• ASSIGNMENT:
Please copy out the entire passage below on home, wandering, and conflict over land, word for word.

___ DOCUMENT EXTRACT ___

And they still come, and this land still greets them all, even when we often shut our doors, forgetting that we, too, are wanderers, living in the gap between our homes.
Our sense of home has anchored us to a past and guided us to a future, but its defense has often led us into war. Our fervent longing for the homes we left can lead to war in which we kill each other and despoil the land, not only in Israel/Palestine but in Europe, Africa, and even here. We claim that this boundried piece of land or that land over there is our true home, a claim that goes beyond law, agreement, or native residence.

A year ago, Sylvia and I were in ancient Hebron in the Palestinian West Bank, at the tomb of Abraham and Sara. At this place of holy memory of the original sojourners a mosque had been built that only a few years ago became a place of carnage during time of prayer.

Now Jews and Muslims fight over the building, surrounded by police checkpoints. A wall seals a Jewish end from a Muslim end. The tent of hospitality has become a fortress of fear. The Abrahamic dream becomes a nightmare on lands groups claim and cannot share.

___ RECORDS SHOWN ___

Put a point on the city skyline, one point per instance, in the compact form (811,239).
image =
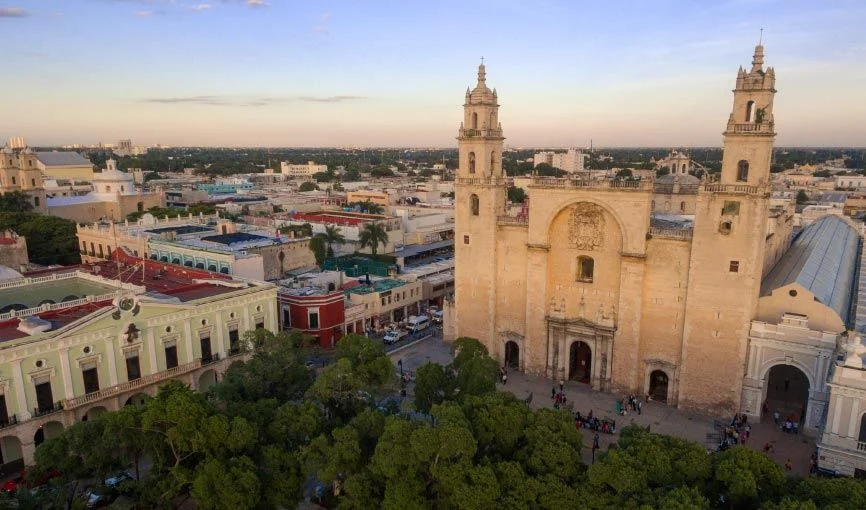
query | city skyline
(256,73)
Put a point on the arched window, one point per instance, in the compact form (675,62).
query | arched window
(750,111)
(743,170)
(585,269)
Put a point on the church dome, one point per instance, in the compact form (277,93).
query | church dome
(112,175)
(7,273)
(481,94)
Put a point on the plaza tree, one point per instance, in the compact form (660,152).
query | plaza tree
(372,235)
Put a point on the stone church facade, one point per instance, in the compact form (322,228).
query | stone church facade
(594,285)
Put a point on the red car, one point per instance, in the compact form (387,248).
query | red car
(11,486)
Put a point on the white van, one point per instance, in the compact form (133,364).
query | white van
(419,323)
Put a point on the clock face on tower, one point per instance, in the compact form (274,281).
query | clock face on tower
(126,304)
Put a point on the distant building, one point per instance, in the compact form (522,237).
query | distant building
(114,196)
(19,172)
(307,170)
(376,197)
(202,242)
(65,165)
(84,340)
(13,251)
(570,161)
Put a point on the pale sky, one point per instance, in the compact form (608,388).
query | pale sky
(388,73)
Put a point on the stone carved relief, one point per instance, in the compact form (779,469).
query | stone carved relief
(586,227)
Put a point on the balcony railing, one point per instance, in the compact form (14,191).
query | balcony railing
(517,221)
(44,411)
(751,127)
(131,385)
(606,184)
(671,233)
(481,181)
(8,422)
(733,188)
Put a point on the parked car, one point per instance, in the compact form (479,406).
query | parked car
(394,336)
(108,491)
(418,323)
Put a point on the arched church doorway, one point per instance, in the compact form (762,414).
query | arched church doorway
(659,386)
(787,393)
(580,362)
(512,355)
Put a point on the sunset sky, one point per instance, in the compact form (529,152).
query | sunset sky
(387,73)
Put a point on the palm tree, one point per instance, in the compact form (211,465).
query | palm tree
(333,236)
(372,235)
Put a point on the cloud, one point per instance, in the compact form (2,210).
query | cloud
(12,12)
(254,101)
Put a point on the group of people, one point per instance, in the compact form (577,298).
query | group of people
(594,423)
(737,432)
(791,425)
(629,403)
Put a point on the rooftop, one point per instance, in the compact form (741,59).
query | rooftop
(822,259)
(66,294)
(376,286)
(55,158)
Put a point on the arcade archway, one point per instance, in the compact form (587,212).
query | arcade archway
(512,355)
(787,393)
(580,362)
(659,386)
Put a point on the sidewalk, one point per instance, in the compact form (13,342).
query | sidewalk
(659,417)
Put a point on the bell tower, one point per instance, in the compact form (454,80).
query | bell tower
(727,250)
(750,131)
(479,200)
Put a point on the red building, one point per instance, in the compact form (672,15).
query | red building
(315,311)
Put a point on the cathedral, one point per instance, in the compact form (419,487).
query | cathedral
(600,284)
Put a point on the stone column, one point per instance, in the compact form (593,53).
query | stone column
(112,362)
(536,310)
(151,351)
(28,452)
(20,391)
(625,375)
(220,330)
(187,333)
(66,373)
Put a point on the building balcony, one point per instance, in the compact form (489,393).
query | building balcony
(607,184)
(734,188)
(481,181)
(751,127)
(512,221)
(683,234)
(45,411)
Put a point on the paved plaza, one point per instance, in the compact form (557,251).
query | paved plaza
(659,417)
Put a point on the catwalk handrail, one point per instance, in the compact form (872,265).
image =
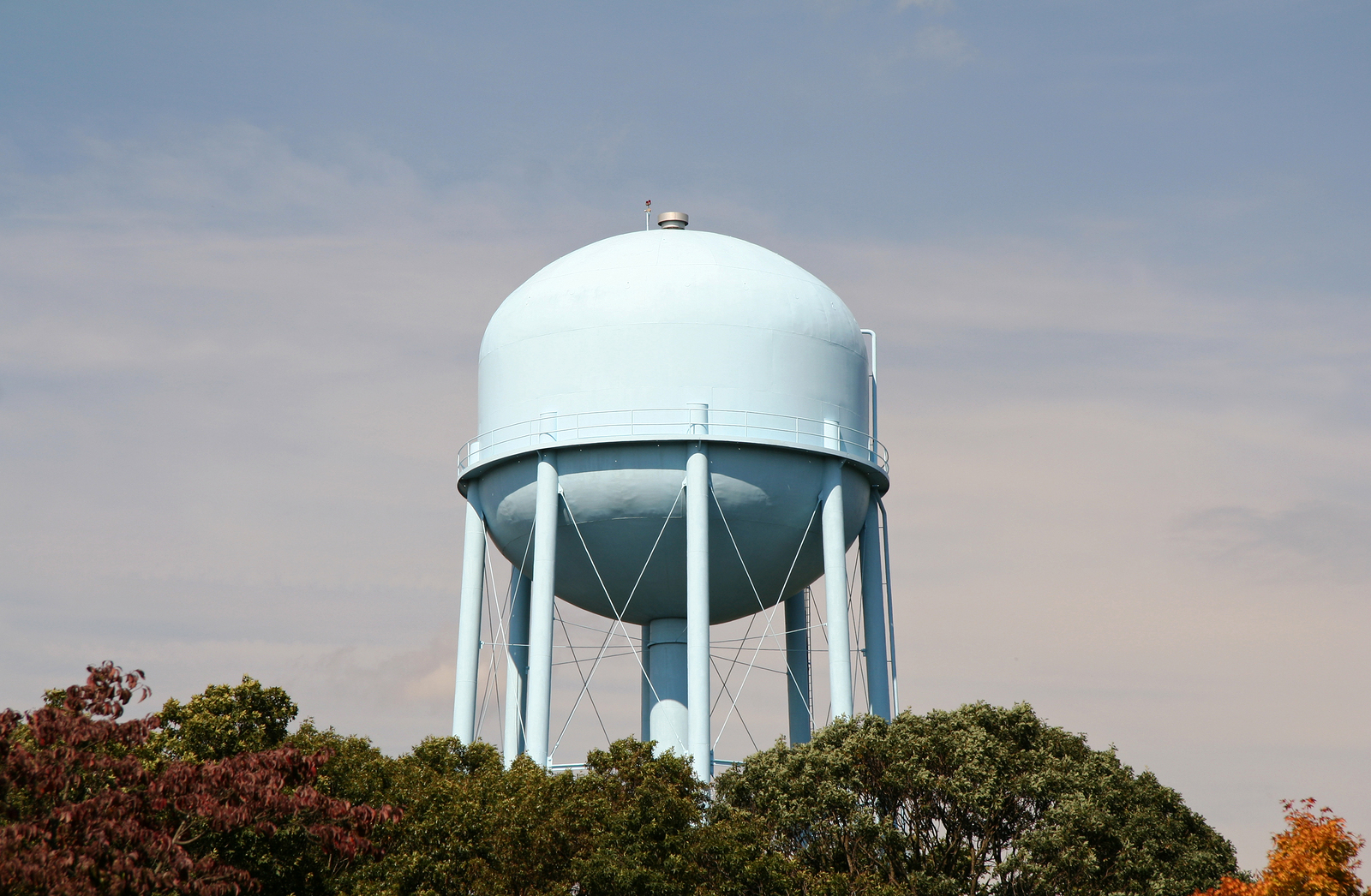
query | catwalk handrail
(596,427)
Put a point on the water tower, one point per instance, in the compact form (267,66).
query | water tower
(676,431)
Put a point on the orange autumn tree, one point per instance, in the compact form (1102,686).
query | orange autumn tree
(1315,855)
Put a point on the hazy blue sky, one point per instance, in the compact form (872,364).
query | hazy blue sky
(1117,255)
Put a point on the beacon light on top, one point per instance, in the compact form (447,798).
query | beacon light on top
(675,429)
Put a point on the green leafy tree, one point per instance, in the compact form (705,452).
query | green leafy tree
(470,827)
(648,839)
(978,800)
(224,721)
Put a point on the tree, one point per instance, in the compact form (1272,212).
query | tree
(84,814)
(470,827)
(224,722)
(648,827)
(1315,855)
(978,800)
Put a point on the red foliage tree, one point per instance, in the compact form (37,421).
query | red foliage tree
(1315,855)
(81,814)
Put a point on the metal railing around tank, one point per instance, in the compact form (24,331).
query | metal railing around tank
(687,422)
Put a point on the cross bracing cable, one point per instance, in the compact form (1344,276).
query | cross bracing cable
(769,612)
(735,702)
(619,614)
(584,688)
(854,612)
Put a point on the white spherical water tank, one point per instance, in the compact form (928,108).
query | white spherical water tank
(601,379)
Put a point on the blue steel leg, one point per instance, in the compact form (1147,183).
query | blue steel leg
(797,667)
(667,665)
(835,594)
(516,665)
(646,708)
(546,512)
(697,608)
(470,626)
(874,612)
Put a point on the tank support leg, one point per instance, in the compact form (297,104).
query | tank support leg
(516,665)
(667,665)
(646,711)
(546,514)
(874,612)
(797,666)
(835,594)
(697,608)
(470,626)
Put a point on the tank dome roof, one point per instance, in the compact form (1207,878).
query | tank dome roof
(630,336)
(665,277)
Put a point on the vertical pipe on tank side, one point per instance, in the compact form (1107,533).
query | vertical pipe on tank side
(546,512)
(835,594)
(516,665)
(470,626)
(797,667)
(874,612)
(644,720)
(697,607)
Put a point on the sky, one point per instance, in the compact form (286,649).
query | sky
(1117,256)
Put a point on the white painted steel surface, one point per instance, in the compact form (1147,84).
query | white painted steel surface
(470,626)
(697,606)
(546,511)
(674,432)
(668,318)
(835,594)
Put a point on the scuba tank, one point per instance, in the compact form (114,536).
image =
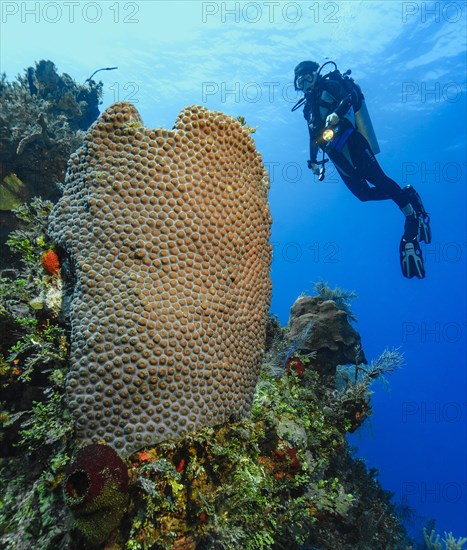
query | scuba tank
(363,122)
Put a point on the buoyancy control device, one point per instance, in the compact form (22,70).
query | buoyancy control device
(362,117)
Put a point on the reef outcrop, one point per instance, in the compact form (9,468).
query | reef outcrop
(168,233)
(323,328)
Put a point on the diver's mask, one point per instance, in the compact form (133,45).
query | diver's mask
(305,82)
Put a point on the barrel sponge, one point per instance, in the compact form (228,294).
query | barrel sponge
(168,234)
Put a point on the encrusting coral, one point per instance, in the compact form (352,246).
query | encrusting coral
(168,232)
(96,490)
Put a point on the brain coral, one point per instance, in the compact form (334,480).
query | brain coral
(168,234)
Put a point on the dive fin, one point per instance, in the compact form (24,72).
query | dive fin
(411,259)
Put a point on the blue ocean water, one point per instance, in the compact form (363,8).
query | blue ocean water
(238,57)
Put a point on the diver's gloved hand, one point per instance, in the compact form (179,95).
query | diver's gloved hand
(332,120)
(314,167)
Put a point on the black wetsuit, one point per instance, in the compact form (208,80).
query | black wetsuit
(349,150)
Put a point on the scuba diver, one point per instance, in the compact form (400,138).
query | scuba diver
(339,125)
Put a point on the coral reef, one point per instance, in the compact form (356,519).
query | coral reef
(323,327)
(282,477)
(95,488)
(168,232)
(42,121)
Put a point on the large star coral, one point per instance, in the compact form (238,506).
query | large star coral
(168,232)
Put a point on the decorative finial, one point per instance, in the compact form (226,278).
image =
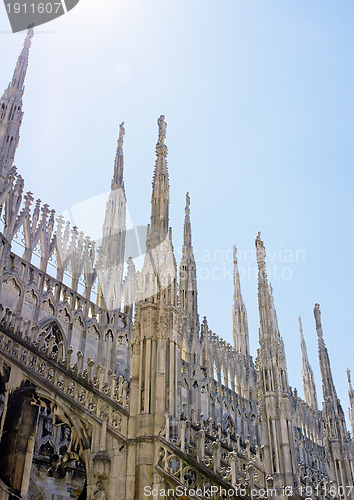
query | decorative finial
(317,314)
(188,202)
(27,42)
(121,135)
(162,130)
(260,248)
(300,325)
(349,378)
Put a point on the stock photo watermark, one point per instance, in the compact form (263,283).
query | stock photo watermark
(309,492)
(30,13)
(217,264)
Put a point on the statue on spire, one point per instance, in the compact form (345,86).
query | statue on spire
(188,203)
(121,135)
(162,130)
(317,314)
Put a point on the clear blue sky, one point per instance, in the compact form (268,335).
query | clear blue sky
(258,97)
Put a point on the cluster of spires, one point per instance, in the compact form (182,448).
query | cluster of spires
(10,122)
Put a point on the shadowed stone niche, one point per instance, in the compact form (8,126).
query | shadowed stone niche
(19,425)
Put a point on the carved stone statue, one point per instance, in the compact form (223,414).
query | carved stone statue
(162,129)
(121,135)
(99,494)
(317,314)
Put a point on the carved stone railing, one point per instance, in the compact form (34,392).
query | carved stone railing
(194,457)
(85,388)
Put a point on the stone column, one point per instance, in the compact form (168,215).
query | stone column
(17,438)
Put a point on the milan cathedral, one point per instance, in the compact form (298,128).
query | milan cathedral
(112,386)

___

• RESPONSE AREA:
And they still come, and this land still greets them all, even when we often shut our doors, forgetting that we, too, are wanderers, living in the gap between our homes.
Our sense of home has anchored us to a past and guided us to a future, but its defense has often led us into war. Our fervent longing for the homes we left can lead to war in which we kill each other and despoil the land, not only in Israel/Palestine but in Europe, Africa, and even here. We claim that this boundried piece of land or that land over there is our true home, a claim that goes beyond law, agreement, or native residence.

A year ago, Sylvia and I were in ancient Hebron in the Palestinian West Bank, at the tomb of Abraham and Sara. At this place of holy memory of the original sojourners a mosque had been built that only a few years ago became a place of carnage during time of prayer.

Now Jews and Muslims fight over the building, surrounded by police checkpoints. A wall seals a Jewish end from a Muslim end. The tent of hospitality has become a fortress of fear. The Abrahamic dream becomes a nightmare on lands groups claim and cannot share.